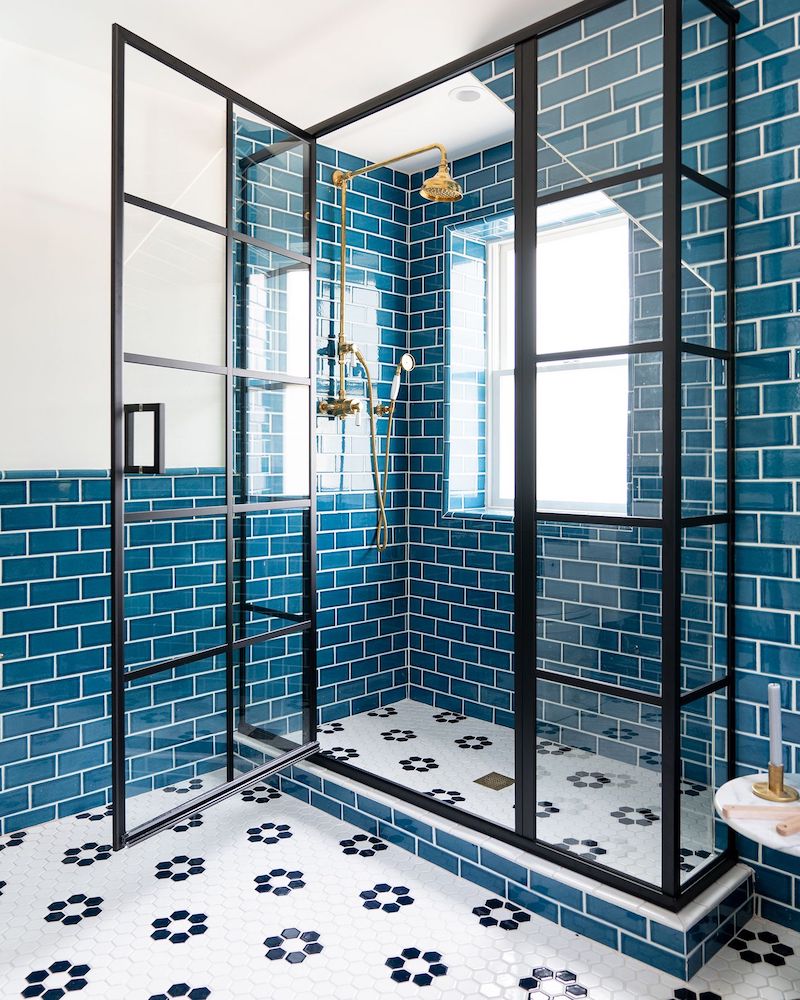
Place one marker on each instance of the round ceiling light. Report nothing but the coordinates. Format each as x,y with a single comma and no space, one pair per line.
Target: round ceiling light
465,94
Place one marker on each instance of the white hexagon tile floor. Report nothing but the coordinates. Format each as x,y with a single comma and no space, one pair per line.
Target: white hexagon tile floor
266,898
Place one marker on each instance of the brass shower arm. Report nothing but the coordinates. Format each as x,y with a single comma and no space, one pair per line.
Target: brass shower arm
341,177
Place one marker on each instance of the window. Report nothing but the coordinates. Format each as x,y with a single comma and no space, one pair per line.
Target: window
583,302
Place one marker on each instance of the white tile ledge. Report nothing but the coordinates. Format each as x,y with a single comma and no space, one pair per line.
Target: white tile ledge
680,921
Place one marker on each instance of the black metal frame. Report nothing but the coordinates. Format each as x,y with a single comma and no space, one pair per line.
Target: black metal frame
672,894
303,625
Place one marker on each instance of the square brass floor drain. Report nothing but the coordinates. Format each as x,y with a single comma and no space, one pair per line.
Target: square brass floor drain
495,781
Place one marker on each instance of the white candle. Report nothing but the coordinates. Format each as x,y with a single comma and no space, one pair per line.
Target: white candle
775,725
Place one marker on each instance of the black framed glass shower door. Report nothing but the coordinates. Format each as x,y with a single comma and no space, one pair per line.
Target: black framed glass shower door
213,592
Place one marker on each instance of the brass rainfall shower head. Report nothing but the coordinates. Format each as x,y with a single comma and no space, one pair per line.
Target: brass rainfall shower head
441,187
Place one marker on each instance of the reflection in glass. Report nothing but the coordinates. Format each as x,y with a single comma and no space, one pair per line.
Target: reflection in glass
174,139
598,779
271,303
599,609
598,437
271,440
174,302
704,595
175,737
271,172
194,436
270,566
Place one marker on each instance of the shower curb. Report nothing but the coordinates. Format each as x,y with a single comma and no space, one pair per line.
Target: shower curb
679,944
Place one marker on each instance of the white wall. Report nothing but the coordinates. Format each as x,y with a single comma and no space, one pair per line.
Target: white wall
55,260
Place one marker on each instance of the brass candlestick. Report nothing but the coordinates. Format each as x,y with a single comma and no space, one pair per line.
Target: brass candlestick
773,789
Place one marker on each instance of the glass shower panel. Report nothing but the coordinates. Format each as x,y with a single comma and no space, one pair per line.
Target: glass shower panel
704,435
704,266
191,423
174,140
703,763
174,302
175,737
606,245
704,79
271,172
599,608
270,699
174,588
270,569
600,84
598,438
271,440
271,312
598,779
704,608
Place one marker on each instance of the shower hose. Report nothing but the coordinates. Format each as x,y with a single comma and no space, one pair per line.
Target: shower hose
382,537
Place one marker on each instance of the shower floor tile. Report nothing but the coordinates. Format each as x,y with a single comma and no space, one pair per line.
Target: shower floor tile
263,897
606,811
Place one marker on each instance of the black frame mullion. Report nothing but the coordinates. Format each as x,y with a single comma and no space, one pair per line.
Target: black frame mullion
671,457
526,183
233,648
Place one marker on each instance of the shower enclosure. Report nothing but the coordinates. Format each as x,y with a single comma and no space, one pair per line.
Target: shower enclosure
544,650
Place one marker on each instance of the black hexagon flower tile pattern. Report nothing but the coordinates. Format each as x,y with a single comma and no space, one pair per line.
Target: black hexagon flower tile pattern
246,929
56,981
179,927
189,823
269,833
389,898
260,794
182,990
362,844
86,854
764,946
72,910
180,868
501,913
293,945
450,798
545,983
417,967
280,882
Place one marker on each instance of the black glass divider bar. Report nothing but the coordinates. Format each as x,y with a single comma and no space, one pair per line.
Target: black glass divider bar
672,894
122,836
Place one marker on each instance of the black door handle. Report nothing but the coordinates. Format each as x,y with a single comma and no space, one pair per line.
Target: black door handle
158,467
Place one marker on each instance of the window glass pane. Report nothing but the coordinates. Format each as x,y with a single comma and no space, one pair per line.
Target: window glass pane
599,608
174,575
598,269
704,72
598,779
600,101
174,277
175,738
174,139
271,440
704,435
704,596
704,272
598,442
271,177
271,566
271,321
703,766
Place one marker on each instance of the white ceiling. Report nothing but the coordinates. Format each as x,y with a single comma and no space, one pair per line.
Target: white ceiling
305,60
432,116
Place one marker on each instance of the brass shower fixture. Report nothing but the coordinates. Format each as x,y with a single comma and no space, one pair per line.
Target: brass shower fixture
441,187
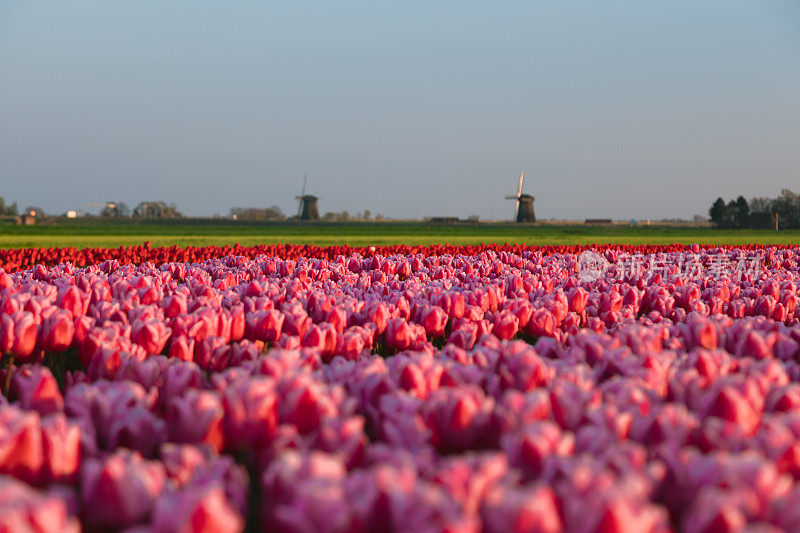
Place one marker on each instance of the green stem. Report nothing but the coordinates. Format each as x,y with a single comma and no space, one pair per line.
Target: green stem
9,369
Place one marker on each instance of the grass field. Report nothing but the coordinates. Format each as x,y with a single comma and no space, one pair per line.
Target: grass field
194,232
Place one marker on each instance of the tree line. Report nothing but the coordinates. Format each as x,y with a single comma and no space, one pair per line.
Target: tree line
782,212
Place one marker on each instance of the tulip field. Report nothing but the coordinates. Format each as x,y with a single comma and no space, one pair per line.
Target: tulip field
443,388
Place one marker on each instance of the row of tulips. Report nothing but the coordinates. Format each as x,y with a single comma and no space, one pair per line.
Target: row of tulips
23,258
491,391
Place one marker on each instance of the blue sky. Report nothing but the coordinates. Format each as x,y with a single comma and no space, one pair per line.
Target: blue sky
613,108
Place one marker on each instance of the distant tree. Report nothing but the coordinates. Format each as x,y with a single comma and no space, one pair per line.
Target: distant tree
258,213
156,210
115,210
7,209
717,212
35,211
741,215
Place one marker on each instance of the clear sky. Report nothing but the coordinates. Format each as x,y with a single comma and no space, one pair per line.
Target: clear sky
613,108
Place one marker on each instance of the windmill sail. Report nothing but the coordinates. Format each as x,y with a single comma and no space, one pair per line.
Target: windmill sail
302,195
519,194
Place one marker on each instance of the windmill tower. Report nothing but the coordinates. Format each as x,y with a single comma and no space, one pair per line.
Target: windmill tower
523,207
307,204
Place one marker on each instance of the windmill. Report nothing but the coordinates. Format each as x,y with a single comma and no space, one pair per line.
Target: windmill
523,207
307,204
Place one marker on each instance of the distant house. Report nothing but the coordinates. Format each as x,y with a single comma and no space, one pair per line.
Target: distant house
156,210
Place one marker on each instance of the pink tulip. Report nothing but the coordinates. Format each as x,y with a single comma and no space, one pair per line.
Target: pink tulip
269,325
197,510
25,509
61,447
196,417
120,491
151,335
399,334
57,332
21,451
434,320
181,347
36,389
22,336
251,413
515,510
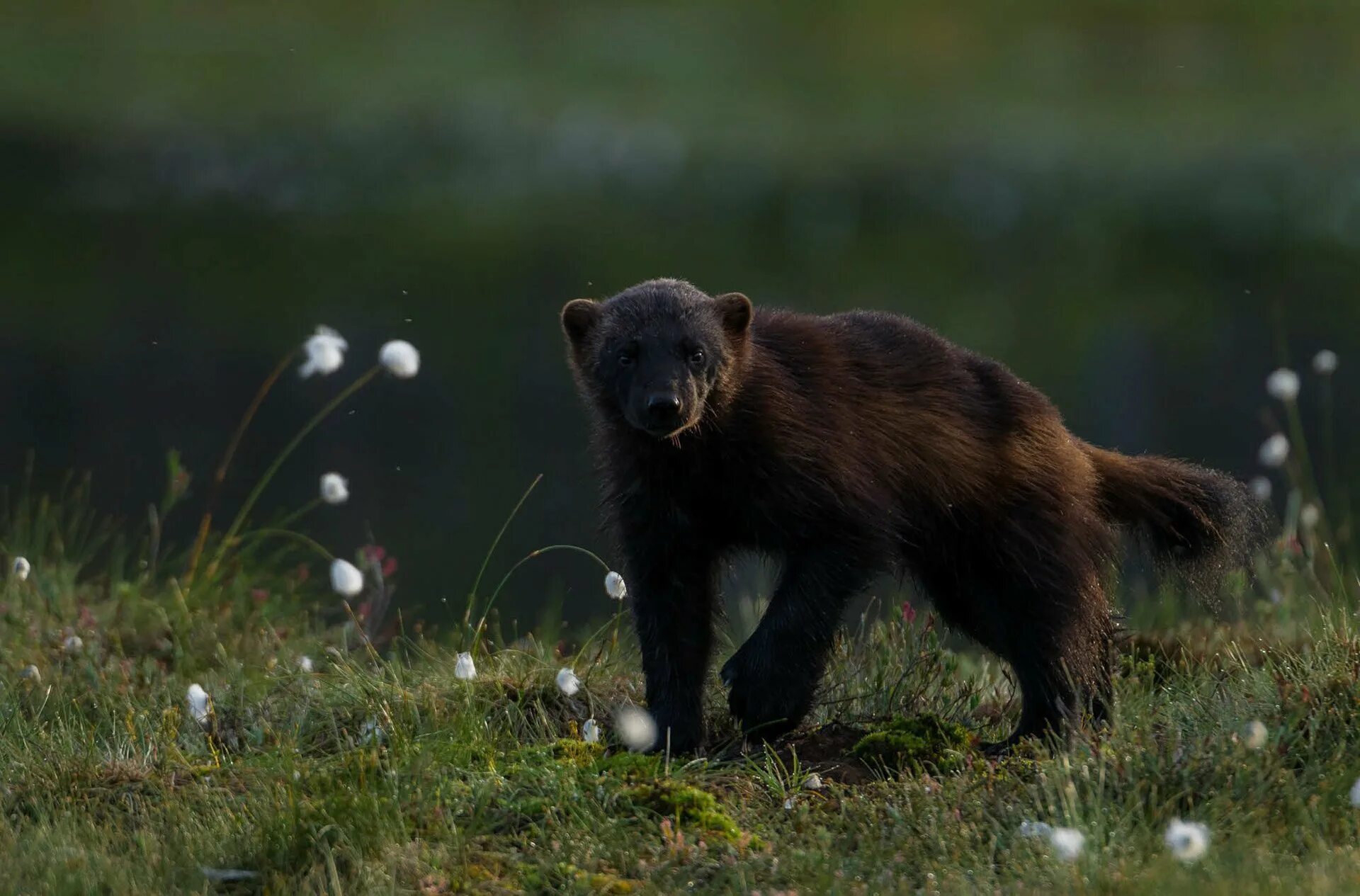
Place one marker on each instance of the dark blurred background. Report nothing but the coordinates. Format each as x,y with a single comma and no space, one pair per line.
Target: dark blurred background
1143,210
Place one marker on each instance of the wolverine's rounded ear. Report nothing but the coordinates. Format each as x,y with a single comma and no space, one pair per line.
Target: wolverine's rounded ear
578,319
735,310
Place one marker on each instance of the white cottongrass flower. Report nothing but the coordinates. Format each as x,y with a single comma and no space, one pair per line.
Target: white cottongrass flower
400,358
200,706
1067,844
346,578
1188,841
567,681
1283,385
1262,487
325,353
1254,735
372,733
1275,450
637,729
335,489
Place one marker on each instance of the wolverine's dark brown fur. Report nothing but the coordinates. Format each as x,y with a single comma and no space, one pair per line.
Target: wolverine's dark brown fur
848,446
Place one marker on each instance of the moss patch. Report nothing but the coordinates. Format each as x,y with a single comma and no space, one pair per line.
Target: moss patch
918,744
690,807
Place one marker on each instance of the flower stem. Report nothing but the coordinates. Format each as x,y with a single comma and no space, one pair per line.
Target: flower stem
476,634
259,535
486,562
288,449
221,473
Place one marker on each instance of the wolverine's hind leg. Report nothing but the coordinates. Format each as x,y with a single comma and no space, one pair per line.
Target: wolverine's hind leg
1039,604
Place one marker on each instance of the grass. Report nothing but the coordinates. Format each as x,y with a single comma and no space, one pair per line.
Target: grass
388,774
329,766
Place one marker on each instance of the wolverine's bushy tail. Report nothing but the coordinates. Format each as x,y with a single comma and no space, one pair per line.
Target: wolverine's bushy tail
1200,521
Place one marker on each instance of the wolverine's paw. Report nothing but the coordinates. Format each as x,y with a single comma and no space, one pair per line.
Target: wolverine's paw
766,699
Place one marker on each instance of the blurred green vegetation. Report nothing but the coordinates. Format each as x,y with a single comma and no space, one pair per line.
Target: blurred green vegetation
1141,210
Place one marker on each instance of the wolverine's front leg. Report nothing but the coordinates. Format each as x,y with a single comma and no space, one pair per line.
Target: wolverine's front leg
674,601
774,676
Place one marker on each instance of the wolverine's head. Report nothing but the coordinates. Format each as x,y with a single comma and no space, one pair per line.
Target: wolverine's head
657,355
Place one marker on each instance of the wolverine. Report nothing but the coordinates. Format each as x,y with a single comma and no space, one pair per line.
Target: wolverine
853,445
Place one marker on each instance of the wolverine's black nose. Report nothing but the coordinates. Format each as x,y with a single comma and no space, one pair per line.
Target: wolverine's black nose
664,408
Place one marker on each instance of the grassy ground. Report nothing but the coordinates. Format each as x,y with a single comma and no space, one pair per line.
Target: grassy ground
390,774
329,763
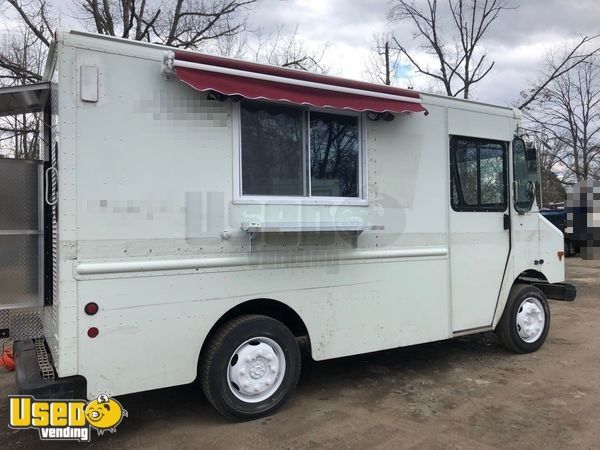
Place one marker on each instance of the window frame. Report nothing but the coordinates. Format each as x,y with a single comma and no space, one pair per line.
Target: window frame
454,172
239,198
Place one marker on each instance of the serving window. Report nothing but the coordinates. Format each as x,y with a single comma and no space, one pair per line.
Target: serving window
478,174
296,153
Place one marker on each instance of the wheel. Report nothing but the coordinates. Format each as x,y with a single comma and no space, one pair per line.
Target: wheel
250,367
526,319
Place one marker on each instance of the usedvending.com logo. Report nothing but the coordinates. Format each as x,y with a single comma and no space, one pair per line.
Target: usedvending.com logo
65,419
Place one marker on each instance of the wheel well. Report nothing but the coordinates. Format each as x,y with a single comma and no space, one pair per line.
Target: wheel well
266,307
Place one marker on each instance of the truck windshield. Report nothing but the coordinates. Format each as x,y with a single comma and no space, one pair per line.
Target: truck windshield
525,175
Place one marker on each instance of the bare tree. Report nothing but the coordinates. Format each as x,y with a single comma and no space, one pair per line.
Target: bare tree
570,58
459,60
22,57
179,23
383,61
566,113
288,50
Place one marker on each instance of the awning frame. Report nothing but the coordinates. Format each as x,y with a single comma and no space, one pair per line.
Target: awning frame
26,99
283,77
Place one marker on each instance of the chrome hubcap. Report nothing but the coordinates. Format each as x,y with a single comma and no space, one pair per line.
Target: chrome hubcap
256,369
531,319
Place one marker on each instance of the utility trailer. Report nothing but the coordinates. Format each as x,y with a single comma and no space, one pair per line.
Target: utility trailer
201,214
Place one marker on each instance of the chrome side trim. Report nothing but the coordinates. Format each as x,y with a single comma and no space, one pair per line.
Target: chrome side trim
255,259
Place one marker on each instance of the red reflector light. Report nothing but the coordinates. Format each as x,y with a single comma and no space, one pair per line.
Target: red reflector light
91,308
93,332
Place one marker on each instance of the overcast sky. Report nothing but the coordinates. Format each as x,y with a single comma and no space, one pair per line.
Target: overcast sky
517,41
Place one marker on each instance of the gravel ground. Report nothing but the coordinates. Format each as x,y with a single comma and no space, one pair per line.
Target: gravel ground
464,393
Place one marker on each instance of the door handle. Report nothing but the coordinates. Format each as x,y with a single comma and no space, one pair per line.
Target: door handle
49,201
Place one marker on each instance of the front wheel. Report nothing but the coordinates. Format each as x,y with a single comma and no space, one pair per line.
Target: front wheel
250,367
524,325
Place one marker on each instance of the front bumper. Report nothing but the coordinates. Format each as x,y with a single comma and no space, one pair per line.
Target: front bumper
30,381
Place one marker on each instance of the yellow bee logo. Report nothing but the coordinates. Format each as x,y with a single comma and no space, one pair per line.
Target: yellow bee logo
104,413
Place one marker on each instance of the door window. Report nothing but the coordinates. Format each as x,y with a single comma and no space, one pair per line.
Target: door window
478,174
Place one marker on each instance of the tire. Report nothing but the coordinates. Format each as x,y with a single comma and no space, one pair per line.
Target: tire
268,378
525,303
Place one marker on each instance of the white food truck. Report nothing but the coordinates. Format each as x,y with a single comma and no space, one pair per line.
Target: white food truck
194,216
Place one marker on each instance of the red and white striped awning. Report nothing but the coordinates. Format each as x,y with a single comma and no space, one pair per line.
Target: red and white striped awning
254,81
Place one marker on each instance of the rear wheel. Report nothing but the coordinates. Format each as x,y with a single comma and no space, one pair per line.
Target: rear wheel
250,367
525,322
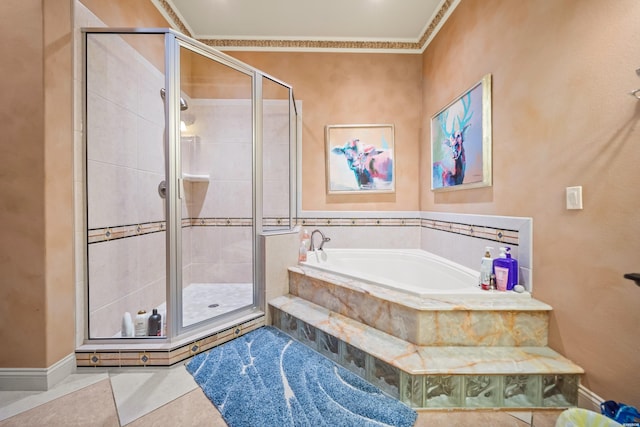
────────
• Your task:
Copy out the records word for word, from the line that contains "Place one marker on each instance of the white food" through the end of the records, including both of those lines. Leave the pictures out of your copy.

• Result of this task:
Place one marker on each instance of the white food truck. Report nothing but the coordinates. Format each as x,y with a single comma and no space, one pair per line.
Target: white food truck
194,216
Place one marker on each instance of the red and white striped awning. Report nothing but the coordinates. Format each as x,y with a single comma and no space, one pair per line.
Target: red and white striped awning
254,81
Place one marker on each instance of the rear wheel. Report nothing but the coordinates. Format each as x,y with a single comma and no space, one pair per line.
Target: rear wheel
250,367
525,322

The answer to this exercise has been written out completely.